● **Compito assegnato**:
Modifica i record qui sotto sostituendo ovunque "roost-count tally" con "roost survey" e riscrivili tutti, lasciando invariato ogni altro elemento.

● **Record da elaborare**:
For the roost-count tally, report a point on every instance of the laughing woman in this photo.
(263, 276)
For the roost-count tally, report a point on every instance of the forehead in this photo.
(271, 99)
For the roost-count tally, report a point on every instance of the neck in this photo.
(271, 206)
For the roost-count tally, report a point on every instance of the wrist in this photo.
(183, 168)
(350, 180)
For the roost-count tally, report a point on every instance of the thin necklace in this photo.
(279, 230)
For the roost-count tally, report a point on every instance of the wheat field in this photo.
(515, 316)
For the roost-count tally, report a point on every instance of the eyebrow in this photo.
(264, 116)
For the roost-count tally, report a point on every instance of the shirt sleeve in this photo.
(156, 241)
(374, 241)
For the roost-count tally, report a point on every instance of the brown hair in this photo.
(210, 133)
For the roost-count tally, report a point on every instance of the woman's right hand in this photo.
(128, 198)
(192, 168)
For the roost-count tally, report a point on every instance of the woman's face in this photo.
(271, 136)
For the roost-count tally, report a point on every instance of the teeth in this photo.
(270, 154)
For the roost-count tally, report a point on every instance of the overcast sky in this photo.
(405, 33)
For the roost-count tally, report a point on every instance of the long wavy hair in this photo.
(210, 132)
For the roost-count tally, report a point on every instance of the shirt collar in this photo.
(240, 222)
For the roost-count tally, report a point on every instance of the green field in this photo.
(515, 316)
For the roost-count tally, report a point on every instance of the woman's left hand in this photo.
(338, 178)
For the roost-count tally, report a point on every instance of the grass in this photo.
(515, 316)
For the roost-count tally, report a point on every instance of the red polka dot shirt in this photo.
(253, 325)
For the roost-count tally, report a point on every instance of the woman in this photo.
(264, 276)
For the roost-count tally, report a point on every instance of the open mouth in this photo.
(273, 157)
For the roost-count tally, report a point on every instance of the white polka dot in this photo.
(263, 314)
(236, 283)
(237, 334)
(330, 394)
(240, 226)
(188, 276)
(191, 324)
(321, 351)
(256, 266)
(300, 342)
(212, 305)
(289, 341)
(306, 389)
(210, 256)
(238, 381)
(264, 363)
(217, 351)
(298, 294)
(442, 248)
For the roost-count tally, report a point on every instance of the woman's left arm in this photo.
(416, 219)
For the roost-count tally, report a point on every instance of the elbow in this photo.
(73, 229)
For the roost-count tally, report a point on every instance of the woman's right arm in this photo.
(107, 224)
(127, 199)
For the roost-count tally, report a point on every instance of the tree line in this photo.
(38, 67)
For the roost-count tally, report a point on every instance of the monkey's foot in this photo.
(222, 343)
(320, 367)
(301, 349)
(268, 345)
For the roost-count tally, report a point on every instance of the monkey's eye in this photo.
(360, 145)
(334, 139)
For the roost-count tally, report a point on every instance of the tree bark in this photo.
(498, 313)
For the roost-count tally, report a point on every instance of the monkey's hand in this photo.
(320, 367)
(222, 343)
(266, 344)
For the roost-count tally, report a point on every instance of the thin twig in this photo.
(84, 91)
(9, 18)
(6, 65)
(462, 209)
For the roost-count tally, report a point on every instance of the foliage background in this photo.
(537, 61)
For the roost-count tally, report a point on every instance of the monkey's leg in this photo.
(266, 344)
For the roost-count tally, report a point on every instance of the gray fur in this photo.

● **Soluzione esercizio**:
For the roost survey, report a point on every instance of the laughing woman in this photo.
(263, 276)
For the roost survey, report a point on every instance of the forehead in this photo.
(271, 99)
For the roost survey, report a point on every instance of the neck in this photo.
(271, 206)
For the roost survey, report a point on every instance of the wrist in this photo.
(183, 168)
(350, 180)
For the roost survey, report a point on every instance of the thin necklace in this photo.
(279, 230)
For the roost survey, report a point on every instance of the wheat field in this photo.
(515, 316)
For the roost survey, report a point on every instance of the eyebrow in this photo.
(264, 116)
For the roost survey, report a point on every instance of the shirt sleeve in this photo.
(156, 241)
(374, 241)
For the roost survey, report a point on every instance of the brown hair in this photo.
(210, 133)
For the roost survey, report a point on every instance of the woman's right hand in this photo.
(128, 198)
(192, 168)
For the roost survey, report a point on every instance of the woman's face in this photo.
(271, 136)
For the roost survey, report a point on every instance of the teeth in this photo.
(270, 154)
For the roost survey, report a point on every instance of the overcast sky in this photo.
(405, 33)
For the roost survey, report a point on every instance of the long wavy hair in this photo.
(210, 132)
For the roost survey, report a point on every instance of the shirt collar in this photo.
(240, 222)
For the roost survey, report a point on every instance of the green field in this photo.
(515, 316)
For the roost survey, report a point on every instance of the woman's left hand in this photo.
(338, 178)
For the roost survey, report a point on every instance of the grass in this photo.
(515, 316)
For the roost survey, report a point on every instance of the red polka dot shirt in this photo.
(253, 325)
For the roost survey, report a point on every instance of the woman in this photo.
(264, 276)
For the roost survey, report a point on every instance of the open mouth in this photo.
(273, 157)
For the roost survey, report a point on every instance of the white polka dot in this photo.
(263, 314)
(236, 283)
(237, 334)
(330, 394)
(240, 226)
(188, 276)
(191, 324)
(321, 351)
(256, 266)
(300, 342)
(212, 305)
(289, 341)
(306, 389)
(210, 256)
(238, 381)
(264, 363)
(217, 351)
(298, 294)
(442, 248)
For the roost survey, report a point on every instance of the woman's left arm in this photo.
(416, 219)
For the roost survey, report a point on every instance of the elbow in this photo.
(73, 229)
For the roost survey, report a point on every instance of the woman's right arm in this photo.
(107, 224)
(127, 199)
For the roost survey, report a point on every instance of the tree line in this photo.
(38, 67)
For the roost survey, report a point on every instance of the monkey's foot in this photo.
(222, 343)
(320, 367)
(301, 349)
(268, 345)
For the roost survey, report a point on every instance of the monkey's eye in this photo.
(360, 145)
(334, 139)
For the roost survey, report a point on every instance of the tree bark in this photo.
(498, 313)
For the roost survey, report a point on every instance of the monkey's hand in this photo.
(320, 367)
(222, 343)
(266, 344)
For the roost survey, report a point on every instance of the thin twig in this photo.
(84, 91)
(9, 18)
(6, 65)
(462, 209)
For the roost survey, report a point on every instance of the foliage background in this photo.
(537, 61)
For the roost survey, report a point on every instance of the monkey's leg in this photo.
(266, 344)
For the roost survey, report a point on every instance of the gray fur in this photo.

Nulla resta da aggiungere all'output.